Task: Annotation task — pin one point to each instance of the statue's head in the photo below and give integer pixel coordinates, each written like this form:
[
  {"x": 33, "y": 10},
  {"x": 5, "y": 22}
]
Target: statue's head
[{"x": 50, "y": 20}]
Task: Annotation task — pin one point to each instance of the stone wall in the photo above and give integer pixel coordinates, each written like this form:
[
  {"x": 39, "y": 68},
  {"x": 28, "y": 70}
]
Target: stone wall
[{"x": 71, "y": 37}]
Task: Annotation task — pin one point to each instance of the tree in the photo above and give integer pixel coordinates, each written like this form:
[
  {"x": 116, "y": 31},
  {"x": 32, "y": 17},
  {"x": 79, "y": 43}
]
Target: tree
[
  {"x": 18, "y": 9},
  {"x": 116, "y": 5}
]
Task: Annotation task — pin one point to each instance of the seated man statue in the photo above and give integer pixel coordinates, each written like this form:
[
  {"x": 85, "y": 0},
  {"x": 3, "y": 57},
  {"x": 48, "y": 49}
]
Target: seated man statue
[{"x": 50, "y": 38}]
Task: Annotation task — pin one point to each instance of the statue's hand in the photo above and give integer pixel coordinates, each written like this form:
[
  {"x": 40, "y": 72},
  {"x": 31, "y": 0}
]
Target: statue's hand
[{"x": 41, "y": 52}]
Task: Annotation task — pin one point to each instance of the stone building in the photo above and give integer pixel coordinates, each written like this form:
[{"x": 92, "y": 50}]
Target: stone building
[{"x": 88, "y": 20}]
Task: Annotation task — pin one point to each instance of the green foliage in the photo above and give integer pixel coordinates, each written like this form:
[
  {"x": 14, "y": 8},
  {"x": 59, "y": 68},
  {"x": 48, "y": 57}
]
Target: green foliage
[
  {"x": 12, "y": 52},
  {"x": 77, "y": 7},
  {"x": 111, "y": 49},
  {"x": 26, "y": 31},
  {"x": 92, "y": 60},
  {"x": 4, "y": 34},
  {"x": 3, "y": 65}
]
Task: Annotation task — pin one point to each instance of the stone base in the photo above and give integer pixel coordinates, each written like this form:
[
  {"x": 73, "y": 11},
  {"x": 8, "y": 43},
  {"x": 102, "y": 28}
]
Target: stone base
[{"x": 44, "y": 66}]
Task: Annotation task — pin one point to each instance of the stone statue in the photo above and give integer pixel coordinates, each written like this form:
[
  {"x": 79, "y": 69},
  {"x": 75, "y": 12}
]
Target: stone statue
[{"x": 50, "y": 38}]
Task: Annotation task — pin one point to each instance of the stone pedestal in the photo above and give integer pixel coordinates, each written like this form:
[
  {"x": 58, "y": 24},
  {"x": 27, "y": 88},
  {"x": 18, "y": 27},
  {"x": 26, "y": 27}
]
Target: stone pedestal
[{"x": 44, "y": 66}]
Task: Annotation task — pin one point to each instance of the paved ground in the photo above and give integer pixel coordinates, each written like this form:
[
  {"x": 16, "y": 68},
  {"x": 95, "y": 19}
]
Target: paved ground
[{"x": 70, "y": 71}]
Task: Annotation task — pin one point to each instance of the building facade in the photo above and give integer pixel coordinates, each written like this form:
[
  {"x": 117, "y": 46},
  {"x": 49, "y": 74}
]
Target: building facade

--------

(Task requirements)
Your task is to copy all of the entries exactly.

(Response box)
Task: Annotation task — pin one point to each instance of the statue's head in the photo below and give integer pixel coordinates, each written like this form:
[
  {"x": 33, "y": 10},
  {"x": 5, "y": 22}
]
Target: statue's head
[{"x": 50, "y": 20}]
Task: Annotation task — pin one point to each instance of the stone wall in the photo above and give integer pixel coordinates, each written like this form:
[
  {"x": 39, "y": 68},
  {"x": 28, "y": 70}
]
Target: stone wall
[{"x": 71, "y": 37}]
Task: Annotation task — pin one point to each instance of the tree in the photo above and give integer pixel coordinates, each written like this form:
[
  {"x": 116, "y": 31},
  {"x": 32, "y": 17},
  {"x": 79, "y": 43}
]
Target: tree
[
  {"x": 18, "y": 9},
  {"x": 116, "y": 5}
]
Task: Annotation task — pin one point to each instance of the seated man statue in the photo above and give integer pixel coordinates, each written like this form:
[
  {"x": 85, "y": 0},
  {"x": 3, "y": 57},
  {"x": 48, "y": 49}
]
Target: seated man statue
[{"x": 50, "y": 38}]
Task: Annotation task — pin one point to each instance of the statue's hand in the photo above and give integer pixel coordinates, each written like this form:
[
  {"x": 40, "y": 72},
  {"x": 31, "y": 0}
]
Target: statue's hand
[{"x": 41, "y": 52}]
Task: Annotation task — pin one point to each instance of the stone building in the photo above and give integer pixel coordinates, each written like this form:
[{"x": 92, "y": 50}]
Target: stone building
[{"x": 88, "y": 20}]
Task: Annotation task — pin one point to each instance of the green foliage in the photo above and give integer pixel coordinates, each written like this form:
[
  {"x": 14, "y": 8},
  {"x": 59, "y": 68},
  {"x": 48, "y": 57}
]
Target: green foliage
[
  {"x": 12, "y": 52},
  {"x": 77, "y": 7},
  {"x": 111, "y": 49},
  {"x": 26, "y": 31},
  {"x": 92, "y": 60},
  {"x": 4, "y": 34},
  {"x": 3, "y": 65}
]
Task: Annotation task — pin one point to each instance of the stone base in the photo above and give integer pixel coordinates, each written like this form:
[
  {"x": 73, "y": 11},
  {"x": 8, "y": 43},
  {"x": 102, "y": 28}
]
Target: stone base
[{"x": 44, "y": 66}]
Task: Annotation task — pin one point to each instance of the stone statue in the photo above and give integer pixel coordinates, each written like this form:
[
  {"x": 79, "y": 69},
  {"x": 75, "y": 12}
]
Target: stone statue
[{"x": 50, "y": 38}]
Task: Annotation task — pin one point to each instance of the stone pedestal in the photo above and give integer pixel coordinates, each written like this form:
[
  {"x": 58, "y": 24},
  {"x": 27, "y": 88},
  {"x": 18, "y": 27},
  {"x": 26, "y": 27}
]
Target: stone pedestal
[{"x": 44, "y": 66}]
Task: Annotation task — pin one point to each instance of the paved ground in the photo above and give integer pixel coordinates, each written like this form:
[
  {"x": 16, "y": 68},
  {"x": 95, "y": 19}
]
Target: paved ground
[{"x": 70, "y": 71}]
Task: Annotation task — pin one point to each instance of the building facade in the photo above and give integer pixel coordinates, each written like this form:
[
  {"x": 117, "y": 46},
  {"x": 49, "y": 74}
]
Target: building facade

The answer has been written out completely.